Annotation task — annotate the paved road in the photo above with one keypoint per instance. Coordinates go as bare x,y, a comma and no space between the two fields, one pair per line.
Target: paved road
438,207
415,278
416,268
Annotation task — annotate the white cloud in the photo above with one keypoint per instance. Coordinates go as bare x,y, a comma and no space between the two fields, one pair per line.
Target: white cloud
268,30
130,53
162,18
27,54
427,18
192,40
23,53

- - - -

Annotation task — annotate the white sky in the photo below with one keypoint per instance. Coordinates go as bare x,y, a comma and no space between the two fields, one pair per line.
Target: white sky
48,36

- - - -

Lines from the records above that hold "space" are the ones to list.

Annotation task — annotate the paved road in the photo above with one keypoint per instance. Coordinates go as bare x,y, a comma and no space between the two fields, one pair per line.
Annotation task — annotate the white cloud in the photo above with one keypoint per instance. Coordinates go as bare x,y, a comma and no space between the two fields, one pair per line.
Annotation task — annotate the white sky in the photo below with one keypoint per instance. Coordinates go as bare x,y, a comma and no space between the two fields, one pair per line.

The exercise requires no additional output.